Problem requirements: Extract all records. Keep each one exact.

%%

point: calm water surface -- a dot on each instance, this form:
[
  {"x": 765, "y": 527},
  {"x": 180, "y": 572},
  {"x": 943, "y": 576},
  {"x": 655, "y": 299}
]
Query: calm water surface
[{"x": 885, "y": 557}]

%%

Exercise response:
point: calm water surface -- a dot on each instance, this form:
[
  {"x": 765, "y": 527},
  {"x": 180, "y": 572},
  {"x": 943, "y": 576},
  {"x": 655, "y": 299}
]
Query: calm water surface
[{"x": 885, "y": 557}]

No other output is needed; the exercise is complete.